Pictures are to be dropped. Everything else in the listing gets copied exactly.

▼

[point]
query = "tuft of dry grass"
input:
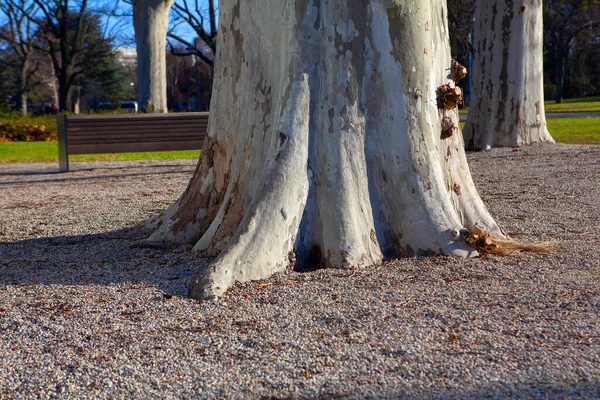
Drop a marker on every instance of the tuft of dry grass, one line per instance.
(486, 243)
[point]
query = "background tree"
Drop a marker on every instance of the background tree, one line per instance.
(195, 17)
(67, 32)
(460, 23)
(17, 35)
(151, 20)
(507, 105)
(565, 22)
(326, 145)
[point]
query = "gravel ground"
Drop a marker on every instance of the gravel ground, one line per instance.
(83, 313)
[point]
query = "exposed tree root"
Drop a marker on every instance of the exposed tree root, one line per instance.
(486, 243)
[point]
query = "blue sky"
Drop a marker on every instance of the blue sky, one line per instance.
(122, 27)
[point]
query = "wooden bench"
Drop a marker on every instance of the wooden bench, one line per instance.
(125, 133)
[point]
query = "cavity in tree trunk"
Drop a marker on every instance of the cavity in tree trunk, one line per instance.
(507, 103)
(151, 20)
(325, 143)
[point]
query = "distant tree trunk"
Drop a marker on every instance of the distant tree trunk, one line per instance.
(325, 145)
(151, 20)
(507, 103)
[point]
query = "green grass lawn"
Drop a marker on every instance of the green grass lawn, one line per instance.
(587, 104)
(575, 130)
(24, 152)
(572, 130)
(563, 130)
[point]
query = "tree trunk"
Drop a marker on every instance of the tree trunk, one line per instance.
(151, 20)
(507, 104)
(325, 143)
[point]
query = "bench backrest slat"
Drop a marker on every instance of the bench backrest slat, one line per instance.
(124, 133)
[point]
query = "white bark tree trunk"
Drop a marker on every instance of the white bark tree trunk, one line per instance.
(151, 20)
(507, 103)
(325, 142)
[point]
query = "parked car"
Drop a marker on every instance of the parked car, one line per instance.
(129, 106)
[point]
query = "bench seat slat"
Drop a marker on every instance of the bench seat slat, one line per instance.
(124, 133)
(136, 140)
(136, 133)
(135, 147)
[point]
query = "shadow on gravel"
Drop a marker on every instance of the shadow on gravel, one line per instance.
(117, 257)
(69, 178)
(526, 390)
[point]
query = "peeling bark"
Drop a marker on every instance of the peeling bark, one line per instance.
(325, 143)
(507, 104)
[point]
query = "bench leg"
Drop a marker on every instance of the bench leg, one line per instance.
(63, 147)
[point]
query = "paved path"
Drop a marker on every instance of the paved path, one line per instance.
(463, 117)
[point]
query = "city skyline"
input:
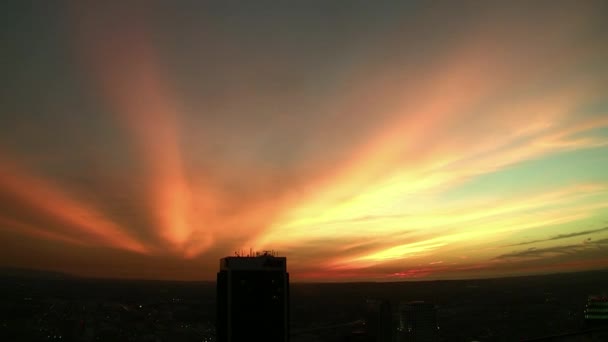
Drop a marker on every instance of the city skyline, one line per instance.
(368, 142)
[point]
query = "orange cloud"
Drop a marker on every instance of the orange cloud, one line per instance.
(85, 224)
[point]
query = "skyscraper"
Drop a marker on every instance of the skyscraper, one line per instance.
(253, 298)
(379, 320)
(418, 322)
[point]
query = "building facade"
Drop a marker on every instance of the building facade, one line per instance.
(253, 299)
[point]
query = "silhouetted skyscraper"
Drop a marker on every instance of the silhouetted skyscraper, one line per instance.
(418, 322)
(379, 320)
(596, 311)
(253, 299)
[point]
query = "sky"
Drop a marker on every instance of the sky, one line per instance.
(363, 140)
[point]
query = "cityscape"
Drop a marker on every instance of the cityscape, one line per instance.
(304, 171)
(43, 306)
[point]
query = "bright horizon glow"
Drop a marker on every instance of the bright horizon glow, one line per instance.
(382, 144)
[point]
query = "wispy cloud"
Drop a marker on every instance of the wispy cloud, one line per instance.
(561, 236)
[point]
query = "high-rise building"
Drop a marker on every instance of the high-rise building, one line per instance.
(418, 322)
(253, 298)
(596, 311)
(379, 320)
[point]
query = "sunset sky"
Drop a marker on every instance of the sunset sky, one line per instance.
(363, 140)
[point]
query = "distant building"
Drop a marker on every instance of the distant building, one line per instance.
(379, 320)
(418, 322)
(596, 311)
(253, 299)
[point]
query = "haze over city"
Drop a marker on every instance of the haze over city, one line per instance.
(365, 141)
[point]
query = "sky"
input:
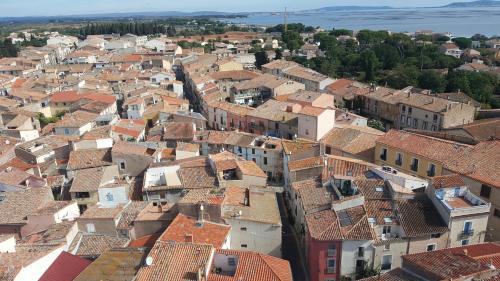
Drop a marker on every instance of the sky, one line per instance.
(15, 8)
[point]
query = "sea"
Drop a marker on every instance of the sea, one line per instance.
(457, 21)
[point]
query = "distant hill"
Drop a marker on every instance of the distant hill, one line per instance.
(347, 8)
(480, 3)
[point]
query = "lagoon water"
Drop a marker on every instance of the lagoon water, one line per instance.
(458, 21)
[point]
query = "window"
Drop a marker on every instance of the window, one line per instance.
(361, 252)
(432, 170)
(386, 229)
(399, 159)
(485, 191)
(414, 164)
(435, 235)
(330, 265)
(90, 228)
(328, 150)
(496, 213)
(109, 197)
(386, 262)
(383, 154)
(332, 250)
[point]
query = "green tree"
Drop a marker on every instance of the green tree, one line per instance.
(462, 42)
(369, 64)
(432, 80)
(261, 59)
(278, 54)
(292, 40)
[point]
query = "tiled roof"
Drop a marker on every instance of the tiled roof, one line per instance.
(179, 131)
(444, 264)
(325, 225)
(263, 206)
(396, 274)
(343, 166)
(15, 206)
(418, 218)
(89, 158)
(93, 245)
(197, 177)
(115, 265)
(253, 266)
(86, 180)
(25, 255)
(66, 267)
(352, 139)
(250, 168)
(306, 163)
(431, 148)
(126, 147)
(176, 261)
(312, 111)
(447, 181)
(98, 212)
(315, 198)
(481, 163)
(129, 214)
(187, 229)
(76, 119)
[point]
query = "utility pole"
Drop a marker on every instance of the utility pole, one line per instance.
(286, 20)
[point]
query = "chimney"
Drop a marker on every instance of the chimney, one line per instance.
(188, 238)
(247, 197)
(201, 213)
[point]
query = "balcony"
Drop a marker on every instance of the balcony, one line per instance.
(386, 266)
(466, 234)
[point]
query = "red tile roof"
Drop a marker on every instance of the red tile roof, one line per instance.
(66, 267)
(186, 229)
(253, 266)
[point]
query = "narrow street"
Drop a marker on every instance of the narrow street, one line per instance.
(290, 247)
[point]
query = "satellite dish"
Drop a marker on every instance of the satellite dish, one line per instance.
(149, 261)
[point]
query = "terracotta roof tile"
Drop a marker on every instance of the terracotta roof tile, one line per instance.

▲

TASK ANSWER »
[point]
query = "tuft of dry grass"
input:
Drop a marker on every instance of the tuft of dry grass, one line per instance.
(486, 243)
[point]
query = "background tree"
Drop a marker on every instance of the background tree, one line per instance.
(195, 17)
(67, 32)
(460, 23)
(17, 35)
(151, 20)
(507, 105)
(565, 22)
(326, 145)
[point]
query = "gravel ground"
Drop a marker on every instance of the gravel ground, one line per instance.
(83, 313)
[point]
query = "exposed tree root"
Drop a marker on every instance of the exposed tree root, one line per instance.
(486, 243)
[point]
query = "blue sky"
Drop a marker on every instance of the blue sky, one line per instance.
(122, 27)
[point]
query = "wooden bench"
Drop a marker on every instance of the wooden bench, one line per instance.
(125, 133)
[point]
query = "cavity in tree trunk"
Drop a marker on every instance of the cavity in tree trunk, one line per instance.
(507, 103)
(151, 20)
(325, 143)
[point]
query = "distant tree trunk"
Drop a marker on every instance of the distant tree trunk, one line per instance.
(325, 145)
(151, 20)
(507, 103)
[point]
query = "green grass lawn"
Drop a marker on every instance of the green grass lawn, one line per instance.
(587, 104)
(575, 130)
(24, 152)
(572, 130)
(563, 130)
[point]
query = "tree trunk"
Drop a marker on every instance of the tree trunk, one line per instance.
(151, 20)
(507, 104)
(325, 143)
[point]
query = "bench backrest slat"
Drop a marker on every instance of the bench backrest slat, one line per instance.
(124, 133)
[point]
query = "white bark tree trunk"
Drop a marker on every instance of the white bark tree trunk, one line per instance.
(151, 20)
(507, 103)
(325, 142)
[point]
query = "parked car"
Drop a marker on every instance of the parked car, one line per instance.
(129, 106)
[point]
query = "bench seat slat"
Drop a marker on every instance of the bench seat slat, one line per instance.
(124, 133)
(136, 140)
(136, 133)
(135, 147)
[point]
query = "shadow on gravel"
Drop a marker on every instance of the shadow on gravel, one line per instance.
(117, 257)
(69, 178)
(526, 390)
[point]
query = "peeling bark"
Drop a marker on every instance of the peeling bark, one line per instance.
(325, 143)
(507, 104)
[point]
query = "bench leg"
Drop a marker on every instance of the bench leg, one line per instance.
(63, 147)
[point]
query = "paved path"
Drop a marker on every instance of the paved path, one line per instance.
(463, 117)
[point]
query = "city skyline"
input:
Drop a marker on every instance of the city skyline, one line per instance.
(368, 142)
[point]
query = "orange cloud"
Drop a marker on every instance of the orange cloud, one line per instance.
(85, 224)
[point]
query = "skyscraper"
Drop a marker on every instance of the skyscraper, one line per instance.
(253, 298)
(379, 320)
(418, 322)
[point]
query = "building facade"
Drop a marker on every instance of the building facade, one line per instance.
(253, 299)
[point]
query = "silhouetted skyscraper"
Drop a marker on every instance of the silhouetted skyscraper, one line per instance.
(418, 322)
(379, 320)
(596, 311)
(253, 299)
[point]
query = "sky"
Drop a marker on every instance of the sky, one line per instance.
(363, 140)
[point]
query = "cityscape"
Drop a marker on every instance of the cityscape, one line per instance.
(304, 171)
(43, 306)
[point]
query = "bright horizon glow"
Drop a marker on every instance of the bright horizon glow, one line per instance.
(382, 144)
[point]
query = "wispy cloud"
Drop a marker on every instance of the wispy cloud, one line per instance.
(561, 236)
[point]
query = "high-rise building"
Drop a marker on every instance of the high-rise building, one line per instance.
(418, 322)
(253, 298)
(596, 311)
(379, 320)
[point]
query = "sunset sky"
Drop a marker on every instance of the sunset sky, one line per instance.
(363, 140)
[point]
query = "distant building"
Drop a marker on every instance of the distant building, one line per instance.
(379, 320)
(418, 322)
(596, 311)
(253, 299)
[point]
query = "haze over city"
Drop a marker on every instance of the haze over city, one line per instance.
(365, 141)
[point]
query = "sky"
input:
Drop a marker on every instance of the sky, one line per instance.
(15, 8)
[point]
query = "sea"
Drop a marker on every instance of the sea, one line per instance.
(457, 21)
[point]
query = "distant hill"
Drop a marker on every instance of the distant hill, one line per instance.
(347, 8)
(480, 3)
[point]
query = "lagoon water"
Drop a marker on every instance of the lagoon water, one line per instance.
(458, 21)
[point]
query = "window"
Drop a marker on every instance of the window, one line per instance.
(361, 252)
(432, 170)
(386, 229)
(399, 159)
(485, 191)
(414, 164)
(435, 235)
(330, 265)
(90, 228)
(328, 150)
(496, 213)
(109, 197)
(386, 262)
(383, 154)
(332, 250)
[point]
query = "green tree"
Drop a marker on every instance of the green tree, one line per instance.
(462, 42)
(369, 64)
(432, 80)
(261, 59)
(278, 54)
(292, 40)
[point]
query = "tiled roof"
Drop a marker on every instance of the tiled roof, one line per instance.
(179, 131)
(444, 264)
(325, 225)
(263, 206)
(396, 274)
(343, 166)
(15, 206)
(418, 218)
(89, 158)
(93, 245)
(197, 177)
(115, 265)
(253, 266)
(86, 180)
(25, 255)
(66, 267)
(352, 139)
(250, 168)
(306, 163)
(431, 148)
(126, 147)
(176, 261)
(312, 111)
(447, 181)
(98, 212)
(315, 198)
(481, 163)
(129, 214)
(187, 229)
(76, 119)
[point]
query = "utility pole"
Drop a marker on every instance of the utility pole, one line per instance.
(286, 20)
[point]
query = "chimney"
Drop a marker on every instance of the chimney, one line per instance.
(188, 238)
(247, 197)
(201, 213)
[point]
query = "balcony"
Drop a marker on every instance of the balcony, one line per instance.
(386, 266)
(466, 234)
[point]
query = "red tile roof"
Drop a marker on every instance of the red tile roof, one line per instance.
(66, 267)
(186, 229)
(253, 266)
[point]
query = "narrow street"
Drop a marker on every instance of the narrow street, one line per instance.
(290, 247)
[point]
query = "satellite dish"
Drop a marker on every instance of the satellite dish, one line per instance.
(149, 261)
[point]
query = "terracotta roof tile"
Drop a marker on every instance of the terracotta roof tile, one line per instance.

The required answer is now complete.